◆ MATERIAL SHOWN
....

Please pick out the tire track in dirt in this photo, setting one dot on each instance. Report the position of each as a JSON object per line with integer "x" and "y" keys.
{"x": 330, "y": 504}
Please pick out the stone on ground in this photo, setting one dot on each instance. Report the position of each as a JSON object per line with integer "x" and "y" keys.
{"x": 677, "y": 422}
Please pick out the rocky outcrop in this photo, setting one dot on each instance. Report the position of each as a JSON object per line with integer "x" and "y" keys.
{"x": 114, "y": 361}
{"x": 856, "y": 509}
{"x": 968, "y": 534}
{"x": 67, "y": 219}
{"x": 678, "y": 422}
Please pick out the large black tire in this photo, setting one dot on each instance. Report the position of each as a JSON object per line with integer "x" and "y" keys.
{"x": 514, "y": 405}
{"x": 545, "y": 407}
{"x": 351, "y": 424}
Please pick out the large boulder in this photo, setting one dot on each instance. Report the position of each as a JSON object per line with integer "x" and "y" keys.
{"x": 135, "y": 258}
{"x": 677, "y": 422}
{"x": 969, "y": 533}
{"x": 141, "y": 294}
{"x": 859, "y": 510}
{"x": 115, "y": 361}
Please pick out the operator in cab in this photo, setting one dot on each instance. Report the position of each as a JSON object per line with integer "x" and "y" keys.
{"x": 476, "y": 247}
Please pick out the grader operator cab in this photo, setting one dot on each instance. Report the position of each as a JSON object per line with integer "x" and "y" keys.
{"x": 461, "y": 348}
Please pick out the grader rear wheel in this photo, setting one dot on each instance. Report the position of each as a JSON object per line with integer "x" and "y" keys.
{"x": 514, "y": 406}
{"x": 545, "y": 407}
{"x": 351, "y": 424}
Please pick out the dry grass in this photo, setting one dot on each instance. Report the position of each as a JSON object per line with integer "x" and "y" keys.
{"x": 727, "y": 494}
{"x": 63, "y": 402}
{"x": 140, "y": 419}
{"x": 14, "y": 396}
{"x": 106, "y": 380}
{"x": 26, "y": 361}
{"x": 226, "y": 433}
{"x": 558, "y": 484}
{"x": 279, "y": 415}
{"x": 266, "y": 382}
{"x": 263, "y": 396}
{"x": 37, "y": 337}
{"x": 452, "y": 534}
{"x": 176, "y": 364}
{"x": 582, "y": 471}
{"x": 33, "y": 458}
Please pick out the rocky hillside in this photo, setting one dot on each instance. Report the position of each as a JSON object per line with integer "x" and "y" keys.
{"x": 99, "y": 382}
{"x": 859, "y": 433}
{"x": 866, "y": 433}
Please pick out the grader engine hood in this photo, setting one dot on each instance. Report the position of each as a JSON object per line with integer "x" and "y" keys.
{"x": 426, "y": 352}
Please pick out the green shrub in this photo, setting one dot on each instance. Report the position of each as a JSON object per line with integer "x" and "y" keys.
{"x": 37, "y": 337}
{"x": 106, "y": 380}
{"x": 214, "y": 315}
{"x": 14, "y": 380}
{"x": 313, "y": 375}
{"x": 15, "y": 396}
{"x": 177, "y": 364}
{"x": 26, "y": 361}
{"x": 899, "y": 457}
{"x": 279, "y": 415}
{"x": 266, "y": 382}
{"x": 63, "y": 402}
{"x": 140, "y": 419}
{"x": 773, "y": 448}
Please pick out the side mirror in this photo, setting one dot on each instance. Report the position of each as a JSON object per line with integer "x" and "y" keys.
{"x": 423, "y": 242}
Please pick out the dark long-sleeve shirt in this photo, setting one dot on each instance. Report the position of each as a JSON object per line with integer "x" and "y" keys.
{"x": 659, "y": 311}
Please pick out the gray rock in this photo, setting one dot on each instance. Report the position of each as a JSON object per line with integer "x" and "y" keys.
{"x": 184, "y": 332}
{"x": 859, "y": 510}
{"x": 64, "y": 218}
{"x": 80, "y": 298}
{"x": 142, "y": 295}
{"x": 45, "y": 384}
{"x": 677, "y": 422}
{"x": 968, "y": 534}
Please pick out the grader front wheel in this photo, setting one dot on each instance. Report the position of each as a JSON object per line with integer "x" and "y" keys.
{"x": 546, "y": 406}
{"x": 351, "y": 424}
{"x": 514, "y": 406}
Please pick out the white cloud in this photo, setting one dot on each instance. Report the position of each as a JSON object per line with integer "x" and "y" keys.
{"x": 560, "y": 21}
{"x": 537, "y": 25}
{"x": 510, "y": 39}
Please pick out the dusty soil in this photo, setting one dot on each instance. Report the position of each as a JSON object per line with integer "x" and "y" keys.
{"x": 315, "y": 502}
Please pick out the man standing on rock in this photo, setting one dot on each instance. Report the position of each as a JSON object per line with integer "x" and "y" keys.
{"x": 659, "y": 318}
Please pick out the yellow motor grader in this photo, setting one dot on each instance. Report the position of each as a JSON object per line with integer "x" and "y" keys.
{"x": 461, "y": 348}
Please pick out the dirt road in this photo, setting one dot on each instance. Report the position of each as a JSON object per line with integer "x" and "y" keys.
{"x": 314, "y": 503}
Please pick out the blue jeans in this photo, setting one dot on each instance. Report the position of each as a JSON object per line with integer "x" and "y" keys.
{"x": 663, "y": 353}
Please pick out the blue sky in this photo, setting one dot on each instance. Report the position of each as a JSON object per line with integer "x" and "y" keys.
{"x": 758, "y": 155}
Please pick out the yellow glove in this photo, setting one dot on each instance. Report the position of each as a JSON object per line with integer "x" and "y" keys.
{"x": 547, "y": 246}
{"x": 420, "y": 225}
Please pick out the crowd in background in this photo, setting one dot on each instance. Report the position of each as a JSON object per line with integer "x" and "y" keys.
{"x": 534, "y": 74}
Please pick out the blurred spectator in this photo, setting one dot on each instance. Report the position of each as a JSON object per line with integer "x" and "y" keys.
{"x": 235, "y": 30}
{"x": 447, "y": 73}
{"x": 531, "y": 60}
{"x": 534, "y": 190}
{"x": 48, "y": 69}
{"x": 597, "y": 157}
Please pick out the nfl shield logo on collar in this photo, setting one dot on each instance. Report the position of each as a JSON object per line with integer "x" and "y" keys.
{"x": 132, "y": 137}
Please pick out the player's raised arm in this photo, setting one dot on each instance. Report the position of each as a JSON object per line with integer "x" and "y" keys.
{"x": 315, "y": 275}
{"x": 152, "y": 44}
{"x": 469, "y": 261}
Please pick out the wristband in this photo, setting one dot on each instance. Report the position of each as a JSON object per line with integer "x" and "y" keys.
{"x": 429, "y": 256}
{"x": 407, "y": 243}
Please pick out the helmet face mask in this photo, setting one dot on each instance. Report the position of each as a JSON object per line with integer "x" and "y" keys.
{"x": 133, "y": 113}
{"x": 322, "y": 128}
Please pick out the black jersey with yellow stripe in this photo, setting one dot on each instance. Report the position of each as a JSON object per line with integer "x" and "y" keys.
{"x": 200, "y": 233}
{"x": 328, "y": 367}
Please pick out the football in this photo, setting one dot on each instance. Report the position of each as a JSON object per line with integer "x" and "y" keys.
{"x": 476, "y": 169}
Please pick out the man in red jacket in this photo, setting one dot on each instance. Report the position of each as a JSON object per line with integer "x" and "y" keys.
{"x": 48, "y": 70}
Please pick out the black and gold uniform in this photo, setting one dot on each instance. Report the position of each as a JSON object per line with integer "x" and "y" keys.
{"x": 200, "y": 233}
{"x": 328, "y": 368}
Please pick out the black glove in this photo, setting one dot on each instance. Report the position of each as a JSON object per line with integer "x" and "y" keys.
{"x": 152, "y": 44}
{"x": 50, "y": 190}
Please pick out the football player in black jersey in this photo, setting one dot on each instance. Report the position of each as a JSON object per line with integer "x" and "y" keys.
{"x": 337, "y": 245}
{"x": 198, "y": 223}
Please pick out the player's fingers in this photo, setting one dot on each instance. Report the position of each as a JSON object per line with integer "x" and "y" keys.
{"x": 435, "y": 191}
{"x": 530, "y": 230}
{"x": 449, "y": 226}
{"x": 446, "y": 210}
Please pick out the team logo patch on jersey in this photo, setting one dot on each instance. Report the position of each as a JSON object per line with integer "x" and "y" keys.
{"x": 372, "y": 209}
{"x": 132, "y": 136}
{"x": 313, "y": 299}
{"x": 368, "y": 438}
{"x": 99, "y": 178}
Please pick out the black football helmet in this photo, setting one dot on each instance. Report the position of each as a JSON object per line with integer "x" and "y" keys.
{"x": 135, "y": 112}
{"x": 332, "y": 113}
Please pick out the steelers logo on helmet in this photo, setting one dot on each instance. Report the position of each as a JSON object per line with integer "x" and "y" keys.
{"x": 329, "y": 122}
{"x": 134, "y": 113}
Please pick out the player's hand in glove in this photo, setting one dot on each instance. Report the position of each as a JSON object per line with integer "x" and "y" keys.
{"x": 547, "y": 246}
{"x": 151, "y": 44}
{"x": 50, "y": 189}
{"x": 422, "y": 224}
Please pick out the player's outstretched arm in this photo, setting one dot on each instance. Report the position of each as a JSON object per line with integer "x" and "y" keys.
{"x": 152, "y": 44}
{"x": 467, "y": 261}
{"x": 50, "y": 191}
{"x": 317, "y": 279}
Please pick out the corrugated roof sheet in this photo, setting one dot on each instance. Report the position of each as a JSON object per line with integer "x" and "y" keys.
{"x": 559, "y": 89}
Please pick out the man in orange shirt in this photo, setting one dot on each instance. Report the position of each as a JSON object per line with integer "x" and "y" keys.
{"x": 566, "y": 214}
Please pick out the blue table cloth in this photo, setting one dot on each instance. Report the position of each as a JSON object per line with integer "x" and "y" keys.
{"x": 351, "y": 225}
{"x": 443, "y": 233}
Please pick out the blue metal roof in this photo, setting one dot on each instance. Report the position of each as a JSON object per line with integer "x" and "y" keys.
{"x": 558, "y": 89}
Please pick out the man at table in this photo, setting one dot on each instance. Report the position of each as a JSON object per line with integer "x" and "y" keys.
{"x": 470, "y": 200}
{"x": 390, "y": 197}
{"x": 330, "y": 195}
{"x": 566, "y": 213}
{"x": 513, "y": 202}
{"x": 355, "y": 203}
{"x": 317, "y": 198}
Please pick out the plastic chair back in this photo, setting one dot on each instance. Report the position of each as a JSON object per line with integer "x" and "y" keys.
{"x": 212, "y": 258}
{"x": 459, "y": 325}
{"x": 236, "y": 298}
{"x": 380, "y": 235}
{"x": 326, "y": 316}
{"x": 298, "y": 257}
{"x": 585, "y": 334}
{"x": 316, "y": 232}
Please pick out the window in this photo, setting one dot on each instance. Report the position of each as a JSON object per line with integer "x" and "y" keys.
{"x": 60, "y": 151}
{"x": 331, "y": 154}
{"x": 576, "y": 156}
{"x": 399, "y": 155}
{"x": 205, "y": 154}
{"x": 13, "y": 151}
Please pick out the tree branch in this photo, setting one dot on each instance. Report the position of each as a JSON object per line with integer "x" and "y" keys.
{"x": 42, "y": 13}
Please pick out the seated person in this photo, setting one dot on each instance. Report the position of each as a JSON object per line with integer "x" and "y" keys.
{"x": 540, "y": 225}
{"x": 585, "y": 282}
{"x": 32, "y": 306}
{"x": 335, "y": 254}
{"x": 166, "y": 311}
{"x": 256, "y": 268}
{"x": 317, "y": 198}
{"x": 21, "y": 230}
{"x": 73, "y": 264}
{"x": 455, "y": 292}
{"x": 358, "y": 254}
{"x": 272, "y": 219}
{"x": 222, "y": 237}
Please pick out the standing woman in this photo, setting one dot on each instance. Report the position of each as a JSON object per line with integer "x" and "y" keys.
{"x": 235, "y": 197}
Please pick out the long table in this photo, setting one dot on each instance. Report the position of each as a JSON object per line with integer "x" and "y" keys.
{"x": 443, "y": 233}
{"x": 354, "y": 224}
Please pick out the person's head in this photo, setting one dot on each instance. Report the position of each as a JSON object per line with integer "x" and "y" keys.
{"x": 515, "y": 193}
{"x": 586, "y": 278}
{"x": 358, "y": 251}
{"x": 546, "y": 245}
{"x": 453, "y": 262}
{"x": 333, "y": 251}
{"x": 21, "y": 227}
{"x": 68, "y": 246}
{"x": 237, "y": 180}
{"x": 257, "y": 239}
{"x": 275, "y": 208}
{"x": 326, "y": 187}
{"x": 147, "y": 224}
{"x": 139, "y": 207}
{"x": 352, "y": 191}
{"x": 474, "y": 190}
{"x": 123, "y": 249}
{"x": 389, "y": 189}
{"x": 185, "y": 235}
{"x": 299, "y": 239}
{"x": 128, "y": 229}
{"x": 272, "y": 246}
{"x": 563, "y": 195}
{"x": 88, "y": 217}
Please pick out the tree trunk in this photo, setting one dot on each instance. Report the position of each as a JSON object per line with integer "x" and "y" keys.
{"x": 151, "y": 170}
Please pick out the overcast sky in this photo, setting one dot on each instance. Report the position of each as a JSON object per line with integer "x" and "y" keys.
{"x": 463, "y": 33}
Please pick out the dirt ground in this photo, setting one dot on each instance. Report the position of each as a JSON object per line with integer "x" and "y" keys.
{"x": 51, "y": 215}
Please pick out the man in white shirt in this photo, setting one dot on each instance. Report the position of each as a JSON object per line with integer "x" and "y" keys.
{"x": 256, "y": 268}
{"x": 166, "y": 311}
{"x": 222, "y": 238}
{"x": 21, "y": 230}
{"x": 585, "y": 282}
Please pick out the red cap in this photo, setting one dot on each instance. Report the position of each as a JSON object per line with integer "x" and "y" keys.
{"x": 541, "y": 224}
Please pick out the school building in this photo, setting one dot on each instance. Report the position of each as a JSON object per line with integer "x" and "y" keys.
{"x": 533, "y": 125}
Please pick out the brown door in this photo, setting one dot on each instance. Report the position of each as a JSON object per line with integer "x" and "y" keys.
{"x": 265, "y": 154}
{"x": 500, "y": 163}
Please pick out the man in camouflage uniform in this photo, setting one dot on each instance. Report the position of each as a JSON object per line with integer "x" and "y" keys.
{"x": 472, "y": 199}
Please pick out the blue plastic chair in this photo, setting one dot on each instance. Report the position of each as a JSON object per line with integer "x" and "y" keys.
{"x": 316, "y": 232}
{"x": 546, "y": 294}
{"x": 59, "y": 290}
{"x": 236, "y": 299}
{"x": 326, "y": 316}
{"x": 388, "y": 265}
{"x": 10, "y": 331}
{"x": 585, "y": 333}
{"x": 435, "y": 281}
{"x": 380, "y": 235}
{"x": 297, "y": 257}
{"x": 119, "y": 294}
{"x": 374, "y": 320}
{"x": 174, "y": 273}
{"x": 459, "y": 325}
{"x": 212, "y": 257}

....

◆ TASK DETAILS
Where the line containing "Please pick out the blue plastic" appears, begin a word-for-word copy and carry it through the last line of the listing, leaving out all other lines.

◆ WORKED SOLUTION
Please pick out the blue plastic chair in this photo, setting one dot on each instance. Report the position of each as a JSON object per line with integer "x" and "y" keys.
{"x": 316, "y": 232}
{"x": 546, "y": 294}
{"x": 59, "y": 290}
{"x": 236, "y": 299}
{"x": 326, "y": 316}
{"x": 388, "y": 265}
{"x": 10, "y": 331}
{"x": 585, "y": 333}
{"x": 435, "y": 281}
{"x": 380, "y": 235}
{"x": 297, "y": 257}
{"x": 119, "y": 294}
{"x": 374, "y": 320}
{"x": 174, "y": 273}
{"x": 459, "y": 325}
{"x": 212, "y": 257}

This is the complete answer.